What the task requires: Reproduce the part of the listing below that runs from its start through the line containing "140 L 4 145", with both ends included. Leave the pictures out of your answer.

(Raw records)

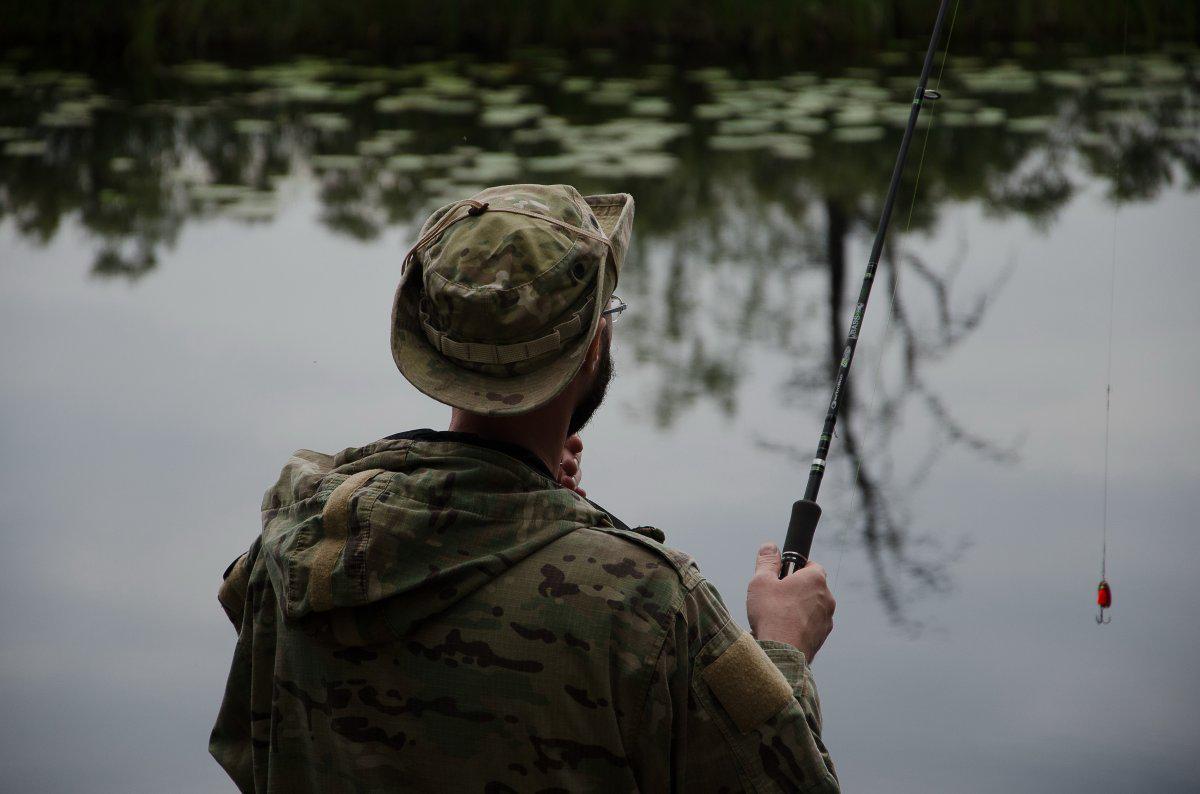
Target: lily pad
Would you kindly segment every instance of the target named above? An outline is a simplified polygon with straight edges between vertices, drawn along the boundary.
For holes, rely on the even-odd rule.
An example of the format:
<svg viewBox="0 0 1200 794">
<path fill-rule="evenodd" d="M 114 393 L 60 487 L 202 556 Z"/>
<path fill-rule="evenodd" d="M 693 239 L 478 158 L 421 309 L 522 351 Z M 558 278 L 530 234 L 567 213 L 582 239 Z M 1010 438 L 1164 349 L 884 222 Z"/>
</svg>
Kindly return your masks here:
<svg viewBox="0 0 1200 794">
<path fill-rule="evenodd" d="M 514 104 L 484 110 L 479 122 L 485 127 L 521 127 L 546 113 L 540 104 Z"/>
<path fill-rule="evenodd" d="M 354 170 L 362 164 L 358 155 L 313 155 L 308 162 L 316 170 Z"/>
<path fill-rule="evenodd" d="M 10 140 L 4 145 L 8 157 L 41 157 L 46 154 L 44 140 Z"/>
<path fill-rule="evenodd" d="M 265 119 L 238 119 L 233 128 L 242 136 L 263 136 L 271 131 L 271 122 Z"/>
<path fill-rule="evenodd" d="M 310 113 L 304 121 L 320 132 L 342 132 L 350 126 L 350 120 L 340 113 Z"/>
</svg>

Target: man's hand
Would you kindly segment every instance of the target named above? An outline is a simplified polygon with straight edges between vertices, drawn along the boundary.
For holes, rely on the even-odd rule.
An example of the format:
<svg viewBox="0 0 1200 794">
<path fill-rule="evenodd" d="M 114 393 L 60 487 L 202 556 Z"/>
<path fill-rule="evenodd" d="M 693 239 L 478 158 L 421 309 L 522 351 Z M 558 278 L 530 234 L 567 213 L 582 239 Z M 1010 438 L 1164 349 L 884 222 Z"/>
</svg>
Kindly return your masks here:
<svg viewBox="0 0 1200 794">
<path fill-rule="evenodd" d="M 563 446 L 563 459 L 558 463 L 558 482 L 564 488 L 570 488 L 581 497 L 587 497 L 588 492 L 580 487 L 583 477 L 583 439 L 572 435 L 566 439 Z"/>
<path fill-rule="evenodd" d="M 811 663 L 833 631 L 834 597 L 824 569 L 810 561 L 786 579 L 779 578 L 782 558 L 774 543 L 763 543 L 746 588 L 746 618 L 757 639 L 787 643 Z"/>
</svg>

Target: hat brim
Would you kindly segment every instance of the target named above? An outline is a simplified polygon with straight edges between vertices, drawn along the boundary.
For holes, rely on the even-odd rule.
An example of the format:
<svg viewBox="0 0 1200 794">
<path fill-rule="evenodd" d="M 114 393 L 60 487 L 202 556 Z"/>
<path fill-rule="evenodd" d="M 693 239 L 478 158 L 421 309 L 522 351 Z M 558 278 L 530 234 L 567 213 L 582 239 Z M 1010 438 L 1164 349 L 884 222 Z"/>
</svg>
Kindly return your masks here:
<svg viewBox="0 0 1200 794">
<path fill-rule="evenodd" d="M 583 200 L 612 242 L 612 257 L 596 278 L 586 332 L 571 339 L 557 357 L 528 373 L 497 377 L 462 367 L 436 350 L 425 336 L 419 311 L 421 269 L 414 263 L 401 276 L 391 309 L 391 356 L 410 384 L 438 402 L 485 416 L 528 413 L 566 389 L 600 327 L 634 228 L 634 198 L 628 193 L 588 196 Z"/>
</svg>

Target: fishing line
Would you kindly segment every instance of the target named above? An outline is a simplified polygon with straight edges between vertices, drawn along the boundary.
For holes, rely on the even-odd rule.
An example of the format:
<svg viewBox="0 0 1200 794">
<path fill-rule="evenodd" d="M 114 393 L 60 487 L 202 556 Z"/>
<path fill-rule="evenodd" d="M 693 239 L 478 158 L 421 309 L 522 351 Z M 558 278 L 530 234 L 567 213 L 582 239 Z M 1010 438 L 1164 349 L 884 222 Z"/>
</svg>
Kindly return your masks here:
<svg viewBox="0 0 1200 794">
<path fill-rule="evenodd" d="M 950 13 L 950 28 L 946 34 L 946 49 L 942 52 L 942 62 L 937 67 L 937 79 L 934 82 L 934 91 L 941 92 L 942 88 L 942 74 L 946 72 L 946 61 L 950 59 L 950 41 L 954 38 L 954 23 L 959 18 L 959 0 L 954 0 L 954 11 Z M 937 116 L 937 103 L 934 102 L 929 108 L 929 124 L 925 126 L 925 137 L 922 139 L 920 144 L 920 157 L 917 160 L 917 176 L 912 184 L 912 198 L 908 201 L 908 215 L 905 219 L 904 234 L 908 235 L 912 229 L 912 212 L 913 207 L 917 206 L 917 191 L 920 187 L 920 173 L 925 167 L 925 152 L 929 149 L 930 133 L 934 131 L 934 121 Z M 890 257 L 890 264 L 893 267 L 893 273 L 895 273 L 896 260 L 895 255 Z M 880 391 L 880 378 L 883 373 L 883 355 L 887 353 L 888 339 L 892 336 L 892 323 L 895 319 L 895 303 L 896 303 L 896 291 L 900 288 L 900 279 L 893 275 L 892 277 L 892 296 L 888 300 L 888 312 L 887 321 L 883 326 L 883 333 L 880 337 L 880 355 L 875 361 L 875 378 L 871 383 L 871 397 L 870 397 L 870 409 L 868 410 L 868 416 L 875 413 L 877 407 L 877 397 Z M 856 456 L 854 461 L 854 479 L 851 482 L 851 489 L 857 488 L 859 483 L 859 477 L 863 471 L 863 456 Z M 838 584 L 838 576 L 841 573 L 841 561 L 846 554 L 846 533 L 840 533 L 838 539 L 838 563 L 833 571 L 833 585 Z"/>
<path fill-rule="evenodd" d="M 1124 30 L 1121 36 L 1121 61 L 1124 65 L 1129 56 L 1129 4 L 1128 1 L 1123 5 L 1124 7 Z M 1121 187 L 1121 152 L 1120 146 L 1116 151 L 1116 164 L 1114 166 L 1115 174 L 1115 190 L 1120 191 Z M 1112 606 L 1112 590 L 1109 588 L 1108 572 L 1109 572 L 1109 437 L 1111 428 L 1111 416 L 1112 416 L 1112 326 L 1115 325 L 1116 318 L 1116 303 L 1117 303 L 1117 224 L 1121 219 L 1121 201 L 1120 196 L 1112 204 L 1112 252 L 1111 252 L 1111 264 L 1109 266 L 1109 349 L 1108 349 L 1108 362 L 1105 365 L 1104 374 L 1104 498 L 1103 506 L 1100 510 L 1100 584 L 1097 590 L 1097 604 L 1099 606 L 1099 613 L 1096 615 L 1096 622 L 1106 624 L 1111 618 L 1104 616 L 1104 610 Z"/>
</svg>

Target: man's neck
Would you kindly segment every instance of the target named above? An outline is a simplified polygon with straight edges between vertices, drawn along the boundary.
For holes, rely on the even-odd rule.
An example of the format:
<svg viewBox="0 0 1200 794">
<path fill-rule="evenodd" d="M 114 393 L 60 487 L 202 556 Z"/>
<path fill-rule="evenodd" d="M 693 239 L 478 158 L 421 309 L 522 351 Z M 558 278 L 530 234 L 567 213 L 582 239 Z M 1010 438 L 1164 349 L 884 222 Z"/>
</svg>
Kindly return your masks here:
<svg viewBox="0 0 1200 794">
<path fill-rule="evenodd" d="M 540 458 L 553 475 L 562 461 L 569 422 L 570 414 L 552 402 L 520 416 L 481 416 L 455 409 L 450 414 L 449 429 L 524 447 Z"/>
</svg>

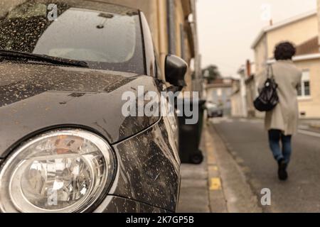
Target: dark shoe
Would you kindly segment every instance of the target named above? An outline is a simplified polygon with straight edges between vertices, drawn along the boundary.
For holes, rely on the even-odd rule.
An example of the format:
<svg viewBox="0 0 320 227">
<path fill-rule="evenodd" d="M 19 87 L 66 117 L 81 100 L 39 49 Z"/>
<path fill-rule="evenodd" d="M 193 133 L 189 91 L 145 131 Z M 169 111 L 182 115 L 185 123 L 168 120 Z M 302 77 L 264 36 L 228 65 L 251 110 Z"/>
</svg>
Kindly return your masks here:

Expected answer:
Target: lily pad
Would you kindly segment every instance of the target named above? An outline is a simplified polygon with straight edges between vertices, drawn along the boundary.
For holes, rely on the even-odd rule.
An example of the format:
<svg viewBox="0 0 1200 794">
<path fill-rule="evenodd" d="M 114 393 L 60 487 L 202 556 Z"/>
<path fill-rule="evenodd" d="M 693 239 L 478 158 L 421 309 L 522 351 Z M 558 278 L 530 234 L 567 213 L 582 239 Z M 1010 438 L 1164 349 L 884 222 Z"/>
</svg>
Kindly return your masks here:
<svg viewBox="0 0 1200 794">
<path fill-rule="evenodd" d="M 514 104 L 484 110 L 479 122 L 485 127 L 521 127 L 546 113 L 540 104 Z"/>
<path fill-rule="evenodd" d="M 354 170 L 362 164 L 358 155 L 313 155 L 308 162 L 316 170 Z"/>
<path fill-rule="evenodd" d="M 10 140 L 4 145 L 8 157 L 41 157 L 46 154 L 44 140 Z"/>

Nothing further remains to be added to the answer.